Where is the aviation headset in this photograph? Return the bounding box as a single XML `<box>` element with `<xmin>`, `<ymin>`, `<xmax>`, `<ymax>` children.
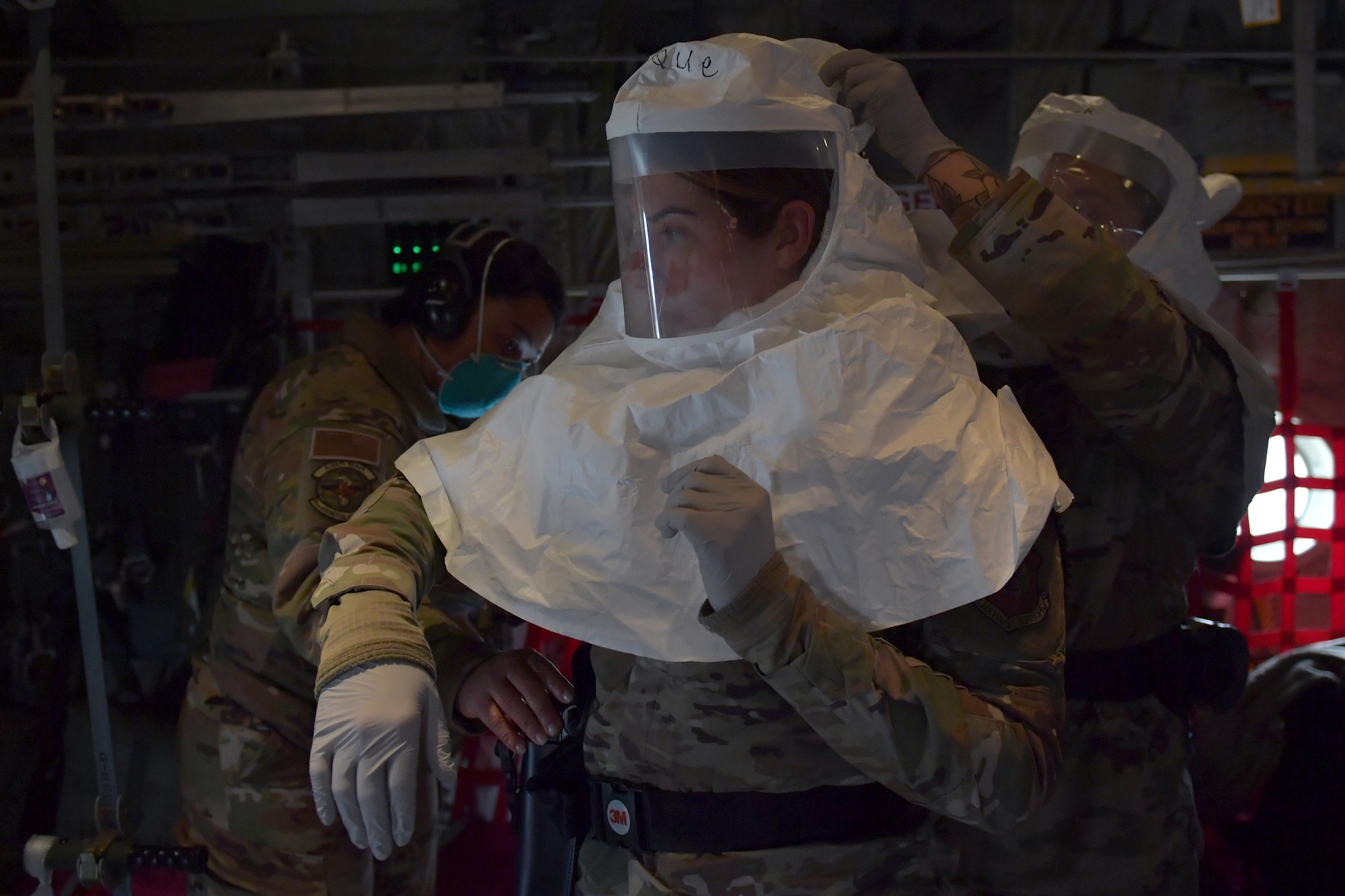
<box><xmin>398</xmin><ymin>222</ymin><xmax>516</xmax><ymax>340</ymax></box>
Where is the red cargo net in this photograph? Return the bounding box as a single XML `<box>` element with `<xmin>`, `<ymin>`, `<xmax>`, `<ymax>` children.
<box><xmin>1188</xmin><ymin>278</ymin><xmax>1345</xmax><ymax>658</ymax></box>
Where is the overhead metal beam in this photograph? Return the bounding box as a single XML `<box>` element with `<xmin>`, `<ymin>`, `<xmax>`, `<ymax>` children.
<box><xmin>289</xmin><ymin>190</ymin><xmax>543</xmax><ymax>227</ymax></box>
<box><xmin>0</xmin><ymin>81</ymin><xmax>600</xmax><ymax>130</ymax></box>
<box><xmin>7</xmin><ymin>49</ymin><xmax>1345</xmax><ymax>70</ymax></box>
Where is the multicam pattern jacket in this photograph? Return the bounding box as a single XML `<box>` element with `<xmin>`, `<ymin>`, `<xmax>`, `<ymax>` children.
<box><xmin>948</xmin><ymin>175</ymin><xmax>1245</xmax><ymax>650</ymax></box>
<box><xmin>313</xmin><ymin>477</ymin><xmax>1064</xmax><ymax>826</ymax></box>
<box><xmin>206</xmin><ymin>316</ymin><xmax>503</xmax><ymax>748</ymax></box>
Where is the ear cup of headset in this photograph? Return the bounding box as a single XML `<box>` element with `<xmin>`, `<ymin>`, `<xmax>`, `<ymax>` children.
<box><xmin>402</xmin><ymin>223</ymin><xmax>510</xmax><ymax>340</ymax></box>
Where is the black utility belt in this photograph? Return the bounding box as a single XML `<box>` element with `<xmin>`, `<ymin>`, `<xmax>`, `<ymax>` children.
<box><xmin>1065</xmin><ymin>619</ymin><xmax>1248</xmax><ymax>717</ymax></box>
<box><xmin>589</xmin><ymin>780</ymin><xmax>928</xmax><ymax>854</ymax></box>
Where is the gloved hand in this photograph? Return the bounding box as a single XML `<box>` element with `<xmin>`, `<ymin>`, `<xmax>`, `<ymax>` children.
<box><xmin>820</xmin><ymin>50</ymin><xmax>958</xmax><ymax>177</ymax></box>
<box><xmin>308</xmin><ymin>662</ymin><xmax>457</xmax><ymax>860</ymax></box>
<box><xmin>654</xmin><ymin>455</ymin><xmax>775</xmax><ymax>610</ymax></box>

____

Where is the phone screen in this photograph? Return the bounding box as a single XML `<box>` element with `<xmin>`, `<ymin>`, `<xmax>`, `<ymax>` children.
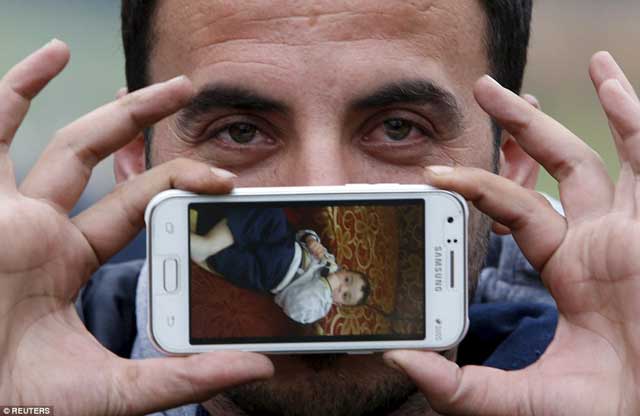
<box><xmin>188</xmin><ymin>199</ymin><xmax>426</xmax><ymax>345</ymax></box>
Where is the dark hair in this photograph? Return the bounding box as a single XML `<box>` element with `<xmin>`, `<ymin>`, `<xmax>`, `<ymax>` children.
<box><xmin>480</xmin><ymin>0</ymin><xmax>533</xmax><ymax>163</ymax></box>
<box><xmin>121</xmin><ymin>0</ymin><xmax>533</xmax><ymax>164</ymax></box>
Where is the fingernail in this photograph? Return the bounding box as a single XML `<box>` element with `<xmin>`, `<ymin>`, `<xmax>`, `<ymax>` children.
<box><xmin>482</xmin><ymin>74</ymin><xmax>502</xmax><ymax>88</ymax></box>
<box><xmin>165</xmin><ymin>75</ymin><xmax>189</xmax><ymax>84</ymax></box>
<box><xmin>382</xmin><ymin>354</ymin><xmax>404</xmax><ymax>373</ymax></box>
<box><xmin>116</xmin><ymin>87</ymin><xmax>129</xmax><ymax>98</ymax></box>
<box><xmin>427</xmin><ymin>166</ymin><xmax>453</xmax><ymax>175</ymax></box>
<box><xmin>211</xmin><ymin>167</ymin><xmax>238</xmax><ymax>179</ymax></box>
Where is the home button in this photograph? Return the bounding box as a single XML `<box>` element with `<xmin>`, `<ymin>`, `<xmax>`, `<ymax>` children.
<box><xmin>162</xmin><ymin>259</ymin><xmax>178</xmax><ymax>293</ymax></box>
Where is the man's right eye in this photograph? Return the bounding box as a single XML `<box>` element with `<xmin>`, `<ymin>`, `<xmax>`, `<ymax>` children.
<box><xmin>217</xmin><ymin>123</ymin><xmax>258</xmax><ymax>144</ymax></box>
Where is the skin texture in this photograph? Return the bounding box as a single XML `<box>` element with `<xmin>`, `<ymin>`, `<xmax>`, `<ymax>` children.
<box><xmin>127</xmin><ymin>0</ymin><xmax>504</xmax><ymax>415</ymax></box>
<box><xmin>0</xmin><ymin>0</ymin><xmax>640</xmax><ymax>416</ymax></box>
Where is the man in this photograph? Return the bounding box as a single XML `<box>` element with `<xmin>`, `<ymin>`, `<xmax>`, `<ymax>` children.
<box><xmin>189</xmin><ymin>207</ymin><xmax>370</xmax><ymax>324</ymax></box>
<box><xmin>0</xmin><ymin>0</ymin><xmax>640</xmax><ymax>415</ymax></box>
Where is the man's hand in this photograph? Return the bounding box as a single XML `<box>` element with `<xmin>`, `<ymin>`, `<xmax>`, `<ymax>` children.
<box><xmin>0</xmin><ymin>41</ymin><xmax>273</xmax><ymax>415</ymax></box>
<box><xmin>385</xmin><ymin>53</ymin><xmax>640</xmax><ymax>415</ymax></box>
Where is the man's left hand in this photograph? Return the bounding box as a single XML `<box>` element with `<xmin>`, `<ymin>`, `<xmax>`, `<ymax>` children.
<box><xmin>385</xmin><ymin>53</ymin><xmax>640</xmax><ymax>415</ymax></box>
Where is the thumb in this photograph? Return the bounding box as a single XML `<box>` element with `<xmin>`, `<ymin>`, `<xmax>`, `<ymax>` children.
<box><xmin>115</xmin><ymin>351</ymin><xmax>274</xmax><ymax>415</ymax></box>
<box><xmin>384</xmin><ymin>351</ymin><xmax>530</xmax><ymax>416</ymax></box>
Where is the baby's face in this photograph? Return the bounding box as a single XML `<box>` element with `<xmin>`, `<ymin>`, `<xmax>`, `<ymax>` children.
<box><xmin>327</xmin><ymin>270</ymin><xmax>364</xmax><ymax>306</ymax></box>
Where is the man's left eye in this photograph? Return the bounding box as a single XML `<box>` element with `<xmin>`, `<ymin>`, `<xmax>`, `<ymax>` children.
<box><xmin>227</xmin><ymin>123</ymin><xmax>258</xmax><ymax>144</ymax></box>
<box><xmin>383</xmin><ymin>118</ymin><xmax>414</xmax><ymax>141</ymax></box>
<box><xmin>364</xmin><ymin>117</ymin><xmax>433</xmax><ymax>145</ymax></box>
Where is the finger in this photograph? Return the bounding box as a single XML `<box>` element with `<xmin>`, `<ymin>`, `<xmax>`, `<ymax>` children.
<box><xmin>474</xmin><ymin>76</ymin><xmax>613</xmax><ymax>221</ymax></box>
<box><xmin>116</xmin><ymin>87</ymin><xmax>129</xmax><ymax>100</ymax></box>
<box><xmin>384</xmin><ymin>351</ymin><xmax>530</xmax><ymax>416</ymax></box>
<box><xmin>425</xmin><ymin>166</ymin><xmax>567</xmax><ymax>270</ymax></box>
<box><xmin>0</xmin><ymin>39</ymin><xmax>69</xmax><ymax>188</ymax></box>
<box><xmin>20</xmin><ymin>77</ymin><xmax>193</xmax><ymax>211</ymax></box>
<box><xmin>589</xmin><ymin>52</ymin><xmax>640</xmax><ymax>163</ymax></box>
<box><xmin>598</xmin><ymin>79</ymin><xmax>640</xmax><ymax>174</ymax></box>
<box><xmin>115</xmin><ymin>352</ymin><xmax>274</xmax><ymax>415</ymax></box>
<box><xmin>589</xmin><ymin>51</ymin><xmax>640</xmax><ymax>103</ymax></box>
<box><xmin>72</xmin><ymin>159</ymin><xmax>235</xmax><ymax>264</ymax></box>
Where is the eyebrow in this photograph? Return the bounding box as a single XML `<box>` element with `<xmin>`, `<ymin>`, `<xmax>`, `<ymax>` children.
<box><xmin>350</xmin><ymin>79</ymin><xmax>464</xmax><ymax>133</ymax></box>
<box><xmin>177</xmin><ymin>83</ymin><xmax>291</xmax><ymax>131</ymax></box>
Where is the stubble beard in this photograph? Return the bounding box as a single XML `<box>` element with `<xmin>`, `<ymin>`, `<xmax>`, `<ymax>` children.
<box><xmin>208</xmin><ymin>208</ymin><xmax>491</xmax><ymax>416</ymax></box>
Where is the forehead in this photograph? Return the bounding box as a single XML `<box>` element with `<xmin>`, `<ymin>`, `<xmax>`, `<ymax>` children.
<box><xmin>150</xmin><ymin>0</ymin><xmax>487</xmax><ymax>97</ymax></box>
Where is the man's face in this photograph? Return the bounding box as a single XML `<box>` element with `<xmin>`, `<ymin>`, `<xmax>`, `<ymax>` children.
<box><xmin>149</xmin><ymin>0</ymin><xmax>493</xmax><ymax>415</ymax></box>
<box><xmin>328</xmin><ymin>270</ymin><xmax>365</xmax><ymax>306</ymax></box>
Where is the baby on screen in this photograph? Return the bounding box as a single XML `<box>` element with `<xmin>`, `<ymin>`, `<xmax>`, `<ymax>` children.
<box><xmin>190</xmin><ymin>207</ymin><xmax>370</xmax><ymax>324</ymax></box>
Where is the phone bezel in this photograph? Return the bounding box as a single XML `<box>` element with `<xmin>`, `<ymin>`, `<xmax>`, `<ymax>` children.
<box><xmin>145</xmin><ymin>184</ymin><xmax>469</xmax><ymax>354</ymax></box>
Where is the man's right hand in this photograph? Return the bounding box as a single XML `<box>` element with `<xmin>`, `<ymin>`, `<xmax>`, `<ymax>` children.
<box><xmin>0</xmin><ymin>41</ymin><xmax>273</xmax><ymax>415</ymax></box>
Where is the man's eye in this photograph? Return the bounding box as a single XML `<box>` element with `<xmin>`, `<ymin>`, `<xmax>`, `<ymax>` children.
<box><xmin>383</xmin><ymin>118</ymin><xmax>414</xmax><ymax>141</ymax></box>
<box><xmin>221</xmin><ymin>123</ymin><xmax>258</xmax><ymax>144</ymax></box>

____

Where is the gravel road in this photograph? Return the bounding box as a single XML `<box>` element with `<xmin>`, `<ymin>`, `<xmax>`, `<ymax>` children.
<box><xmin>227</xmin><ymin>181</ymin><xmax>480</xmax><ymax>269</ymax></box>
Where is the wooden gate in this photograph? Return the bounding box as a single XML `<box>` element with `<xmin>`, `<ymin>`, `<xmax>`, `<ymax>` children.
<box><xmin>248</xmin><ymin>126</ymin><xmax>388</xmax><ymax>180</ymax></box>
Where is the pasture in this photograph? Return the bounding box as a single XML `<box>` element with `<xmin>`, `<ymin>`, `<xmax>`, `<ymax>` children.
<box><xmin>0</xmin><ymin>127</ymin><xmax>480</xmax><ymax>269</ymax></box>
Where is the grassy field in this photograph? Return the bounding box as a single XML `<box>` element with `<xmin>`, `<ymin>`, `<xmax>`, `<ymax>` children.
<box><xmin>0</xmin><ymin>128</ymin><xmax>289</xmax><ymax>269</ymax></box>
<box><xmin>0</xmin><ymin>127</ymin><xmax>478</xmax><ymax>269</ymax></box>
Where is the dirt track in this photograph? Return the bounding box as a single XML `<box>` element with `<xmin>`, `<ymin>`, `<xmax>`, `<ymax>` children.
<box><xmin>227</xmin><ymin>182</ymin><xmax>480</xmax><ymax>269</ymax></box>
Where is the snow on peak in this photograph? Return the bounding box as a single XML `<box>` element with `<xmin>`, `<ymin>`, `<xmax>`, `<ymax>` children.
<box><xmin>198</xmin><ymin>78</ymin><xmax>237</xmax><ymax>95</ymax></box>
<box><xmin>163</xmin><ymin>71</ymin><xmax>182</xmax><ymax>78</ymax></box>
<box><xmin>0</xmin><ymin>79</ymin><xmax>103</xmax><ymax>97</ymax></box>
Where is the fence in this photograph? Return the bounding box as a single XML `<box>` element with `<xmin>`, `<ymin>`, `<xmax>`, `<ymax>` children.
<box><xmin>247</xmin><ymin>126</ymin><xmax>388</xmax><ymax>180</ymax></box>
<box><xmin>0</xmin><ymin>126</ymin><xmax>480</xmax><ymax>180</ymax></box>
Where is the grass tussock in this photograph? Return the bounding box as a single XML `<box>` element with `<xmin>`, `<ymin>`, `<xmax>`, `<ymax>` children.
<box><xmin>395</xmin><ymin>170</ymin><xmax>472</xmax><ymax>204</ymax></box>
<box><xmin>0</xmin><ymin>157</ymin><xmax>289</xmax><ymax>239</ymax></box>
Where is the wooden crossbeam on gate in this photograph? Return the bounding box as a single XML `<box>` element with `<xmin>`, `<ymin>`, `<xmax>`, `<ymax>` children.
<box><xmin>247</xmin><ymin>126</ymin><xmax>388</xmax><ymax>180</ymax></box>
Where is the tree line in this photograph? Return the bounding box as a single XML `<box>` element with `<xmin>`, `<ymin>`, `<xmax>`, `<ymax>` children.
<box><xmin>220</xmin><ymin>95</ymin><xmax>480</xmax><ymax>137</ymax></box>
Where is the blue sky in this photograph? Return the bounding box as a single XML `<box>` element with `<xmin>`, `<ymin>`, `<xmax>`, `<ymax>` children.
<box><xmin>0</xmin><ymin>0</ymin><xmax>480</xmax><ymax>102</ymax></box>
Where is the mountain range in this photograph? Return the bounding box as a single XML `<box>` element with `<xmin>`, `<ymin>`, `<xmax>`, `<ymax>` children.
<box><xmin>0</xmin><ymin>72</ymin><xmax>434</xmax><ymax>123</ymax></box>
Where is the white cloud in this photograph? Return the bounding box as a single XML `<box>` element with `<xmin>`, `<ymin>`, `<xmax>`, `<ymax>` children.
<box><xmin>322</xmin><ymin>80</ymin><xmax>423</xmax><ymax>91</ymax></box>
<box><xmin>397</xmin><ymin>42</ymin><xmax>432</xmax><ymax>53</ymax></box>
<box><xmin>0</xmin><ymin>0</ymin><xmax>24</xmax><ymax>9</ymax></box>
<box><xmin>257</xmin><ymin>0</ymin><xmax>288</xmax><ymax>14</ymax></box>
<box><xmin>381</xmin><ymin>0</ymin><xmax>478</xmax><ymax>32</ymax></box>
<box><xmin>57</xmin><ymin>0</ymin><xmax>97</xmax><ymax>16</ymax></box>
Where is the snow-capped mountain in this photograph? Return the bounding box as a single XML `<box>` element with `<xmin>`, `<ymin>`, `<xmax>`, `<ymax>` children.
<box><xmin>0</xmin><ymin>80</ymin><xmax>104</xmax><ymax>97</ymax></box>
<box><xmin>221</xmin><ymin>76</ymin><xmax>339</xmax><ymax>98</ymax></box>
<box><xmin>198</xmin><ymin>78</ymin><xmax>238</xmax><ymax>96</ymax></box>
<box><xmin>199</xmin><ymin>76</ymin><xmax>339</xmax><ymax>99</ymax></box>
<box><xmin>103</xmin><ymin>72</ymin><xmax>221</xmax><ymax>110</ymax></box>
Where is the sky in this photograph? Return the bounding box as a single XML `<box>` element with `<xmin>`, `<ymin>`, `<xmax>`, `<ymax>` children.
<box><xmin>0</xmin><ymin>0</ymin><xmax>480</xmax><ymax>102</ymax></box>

____

> [TASK GOAL]
Locate every line in the records above that contains the string "screen" and copy each such line. Match case exactly.

> [REPLY TO THE TASK]
Where is the phone screen in this photograph? Return the bounding box as a single XML `<box>` element with `<xmin>`, `<ymin>`, `<xmax>`, `<ymax>` children.
Where is the baby on screen in this photograph? Return the bounding box as a single XML `<box>` element with `<xmin>`, `<ymin>`, `<xmax>`, `<ymax>` children.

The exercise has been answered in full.